* **Exercise requirements**
Restate each entry below word for word, without skipping any.

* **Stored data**
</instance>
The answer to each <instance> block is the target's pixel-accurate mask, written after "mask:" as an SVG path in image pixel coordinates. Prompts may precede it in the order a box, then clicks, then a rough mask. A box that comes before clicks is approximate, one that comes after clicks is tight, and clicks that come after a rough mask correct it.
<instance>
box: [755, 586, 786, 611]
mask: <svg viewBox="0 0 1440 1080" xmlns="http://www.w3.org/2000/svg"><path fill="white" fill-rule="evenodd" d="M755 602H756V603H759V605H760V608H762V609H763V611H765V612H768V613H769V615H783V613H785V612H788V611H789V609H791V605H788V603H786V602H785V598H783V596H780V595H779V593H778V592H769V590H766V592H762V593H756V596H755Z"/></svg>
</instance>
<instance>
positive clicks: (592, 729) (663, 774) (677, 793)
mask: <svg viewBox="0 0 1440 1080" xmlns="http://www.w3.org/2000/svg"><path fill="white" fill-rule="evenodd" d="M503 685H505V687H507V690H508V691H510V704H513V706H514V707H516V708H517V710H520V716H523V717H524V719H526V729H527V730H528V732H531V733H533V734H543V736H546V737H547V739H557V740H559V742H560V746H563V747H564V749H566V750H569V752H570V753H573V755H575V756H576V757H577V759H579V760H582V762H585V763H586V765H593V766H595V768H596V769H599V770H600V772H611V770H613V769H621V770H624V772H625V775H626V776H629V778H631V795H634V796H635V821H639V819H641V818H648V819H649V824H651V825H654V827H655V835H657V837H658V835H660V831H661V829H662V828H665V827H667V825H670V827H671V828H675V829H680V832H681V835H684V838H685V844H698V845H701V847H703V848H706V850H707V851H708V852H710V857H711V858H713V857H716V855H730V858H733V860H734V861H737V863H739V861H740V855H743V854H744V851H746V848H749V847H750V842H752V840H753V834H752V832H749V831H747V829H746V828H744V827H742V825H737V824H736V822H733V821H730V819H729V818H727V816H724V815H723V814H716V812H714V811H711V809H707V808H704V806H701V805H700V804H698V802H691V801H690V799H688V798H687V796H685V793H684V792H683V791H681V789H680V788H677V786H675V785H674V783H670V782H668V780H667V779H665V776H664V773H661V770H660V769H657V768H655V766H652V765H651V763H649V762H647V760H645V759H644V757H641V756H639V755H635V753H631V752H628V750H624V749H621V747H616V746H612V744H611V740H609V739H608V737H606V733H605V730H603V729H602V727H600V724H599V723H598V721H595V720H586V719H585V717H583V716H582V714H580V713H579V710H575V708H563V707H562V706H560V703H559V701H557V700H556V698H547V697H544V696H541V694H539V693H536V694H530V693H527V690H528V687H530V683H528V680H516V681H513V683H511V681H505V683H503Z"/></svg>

* **Response to this task**
</instance>
The answer to each <instance> block is the target's pixel-accurate mask, written after "mask:" as an SVG path in image pixel coordinates. Prompts may precede it in the order a box, then clicks, then a rough mask. A box that comes before clicks is approximate, one that comes after clicks is tight, and clicks that come after a rough mask correct it.
<instance>
box: [755, 586, 786, 611]
mask: <svg viewBox="0 0 1440 1080" xmlns="http://www.w3.org/2000/svg"><path fill="white" fill-rule="evenodd" d="M755 602H756V603H759V605H760V608H762V609H763V611H765V612H768V613H769V615H783V613H785V612H788V611H789V609H791V605H788V603H786V602H785V598H783V596H780V595H779V593H778V592H769V590H766V592H762V593H756V596H755Z"/></svg>
</instance>
<instance>
positive clicks: (592, 729) (663, 774) (677, 793)
mask: <svg viewBox="0 0 1440 1080" xmlns="http://www.w3.org/2000/svg"><path fill="white" fill-rule="evenodd" d="M503 685H505V687H507V690H508V691H510V704H513V706H514V707H516V708H517V710H520V716H523V717H524V719H526V729H527V730H528V732H531V733H533V734H543V736H546V737H547V739H557V740H559V742H560V746H563V747H564V749H566V750H569V752H570V753H573V755H575V756H576V757H577V759H579V760H582V762H585V763H586V765H593V766H595V768H596V769H599V770H600V772H611V770H613V769H621V770H624V772H625V775H626V776H629V778H631V795H634V796H635V821H639V819H641V818H648V819H649V824H651V825H654V827H655V835H657V837H658V835H660V831H661V829H662V828H665V827H667V825H670V827H671V828H675V829H680V832H681V835H684V838H685V844H698V845H701V847H703V848H706V850H707V851H708V852H710V857H711V858H713V857H716V855H730V858H733V860H734V861H737V863H739V861H740V855H743V854H744V851H746V848H749V847H750V842H752V840H753V834H752V832H749V831H747V829H746V828H744V827H742V825H737V824H736V822H733V821H730V819H729V818H727V816H724V815H723V814H716V812H714V811H711V809H707V808H704V806H701V805H700V804H698V802H691V801H690V799H688V798H687V796H685V793H684V792H683V791H681V789H680V788H677V786H675V785H674V783H670V782H668V780H667V779H665V776H664V773H661V770H660V769H657V768H655V766H652V765H651V763H649V762H647V760H645V759H644V757H641V756H639V755H635V753H631V752H628V750H624V749H621V747H616V746H612V744H611V740H609V739H608V737H606V733H605V730H603V729H602V727H600V724H599V723H598V721H595V720H586V719H585V717H583V716H582V714H580V713H579V710H575V708H563V707H562V706H560V703H559V701H557V700H556V698H547V697H544V696H541V694H539V693H536V694H530V693H527V690H528V687H530V683H528V680H516V681H513V683H511V681H505V683H503Z"/></svg>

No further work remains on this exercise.